-- Short exercise --
Which lines in the listing contain the string "light", with uppercase and lowercase treated as different? Pull out each of those lines.

———

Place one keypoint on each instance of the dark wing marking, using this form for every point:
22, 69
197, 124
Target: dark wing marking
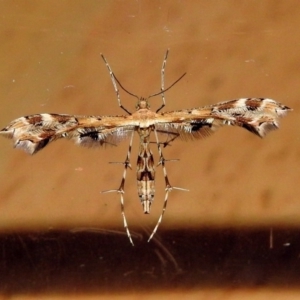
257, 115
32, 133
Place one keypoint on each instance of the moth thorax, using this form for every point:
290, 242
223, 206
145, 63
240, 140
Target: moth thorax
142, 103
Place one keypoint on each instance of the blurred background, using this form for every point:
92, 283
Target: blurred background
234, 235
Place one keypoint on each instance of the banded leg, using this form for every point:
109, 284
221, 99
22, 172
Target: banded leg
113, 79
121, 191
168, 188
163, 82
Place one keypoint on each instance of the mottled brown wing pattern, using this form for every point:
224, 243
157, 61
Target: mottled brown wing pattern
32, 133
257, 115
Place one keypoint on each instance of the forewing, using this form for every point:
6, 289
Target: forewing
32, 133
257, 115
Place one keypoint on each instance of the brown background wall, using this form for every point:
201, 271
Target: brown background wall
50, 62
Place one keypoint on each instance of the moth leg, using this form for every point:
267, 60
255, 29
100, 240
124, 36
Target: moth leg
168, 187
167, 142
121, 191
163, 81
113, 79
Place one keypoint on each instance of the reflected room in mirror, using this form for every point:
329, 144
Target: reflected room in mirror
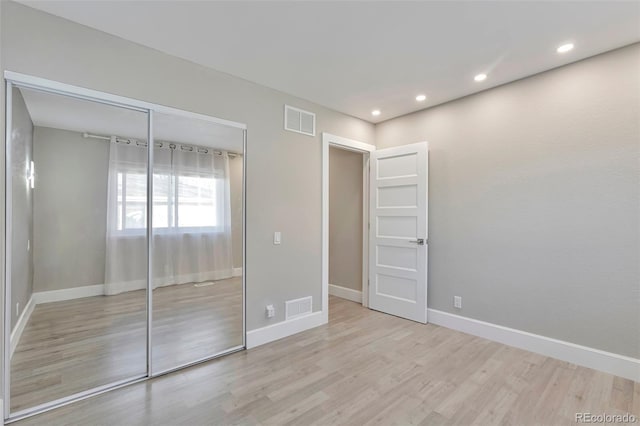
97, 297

———

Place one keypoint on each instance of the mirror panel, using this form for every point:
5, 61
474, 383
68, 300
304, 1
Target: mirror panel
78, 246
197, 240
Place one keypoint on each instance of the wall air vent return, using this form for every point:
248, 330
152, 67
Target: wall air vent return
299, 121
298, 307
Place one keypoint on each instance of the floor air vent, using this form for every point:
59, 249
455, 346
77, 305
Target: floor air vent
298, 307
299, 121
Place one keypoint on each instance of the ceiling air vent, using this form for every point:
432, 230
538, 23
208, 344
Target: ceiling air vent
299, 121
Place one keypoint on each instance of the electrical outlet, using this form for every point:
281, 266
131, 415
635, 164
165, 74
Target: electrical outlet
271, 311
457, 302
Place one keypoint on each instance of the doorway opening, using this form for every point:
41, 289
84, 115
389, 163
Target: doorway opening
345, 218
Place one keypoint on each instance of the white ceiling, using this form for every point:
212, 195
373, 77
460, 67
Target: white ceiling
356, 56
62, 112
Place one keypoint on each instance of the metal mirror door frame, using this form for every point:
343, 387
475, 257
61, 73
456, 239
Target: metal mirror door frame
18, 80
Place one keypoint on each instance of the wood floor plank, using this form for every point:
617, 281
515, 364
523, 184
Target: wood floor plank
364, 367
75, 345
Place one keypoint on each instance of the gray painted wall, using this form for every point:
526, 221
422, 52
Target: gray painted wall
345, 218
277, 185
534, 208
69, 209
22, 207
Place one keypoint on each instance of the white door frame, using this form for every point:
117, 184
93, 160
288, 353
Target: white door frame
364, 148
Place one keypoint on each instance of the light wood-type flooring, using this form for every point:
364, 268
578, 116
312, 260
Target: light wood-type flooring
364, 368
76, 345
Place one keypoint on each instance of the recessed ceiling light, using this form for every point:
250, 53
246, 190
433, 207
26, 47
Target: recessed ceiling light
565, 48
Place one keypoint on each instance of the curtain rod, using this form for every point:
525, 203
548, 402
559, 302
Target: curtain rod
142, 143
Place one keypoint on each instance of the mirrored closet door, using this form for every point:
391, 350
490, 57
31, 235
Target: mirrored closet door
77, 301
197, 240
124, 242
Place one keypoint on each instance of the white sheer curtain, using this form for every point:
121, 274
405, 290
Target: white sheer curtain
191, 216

———

-- Final result --
Place one keypoint on each instance of the light wood-type flooring, using this form for every point:
Target: light wood-type flooring
Place one keypoint on each instance of the recessed ceiling light, using this form for every point:
Target: recessed ceiling light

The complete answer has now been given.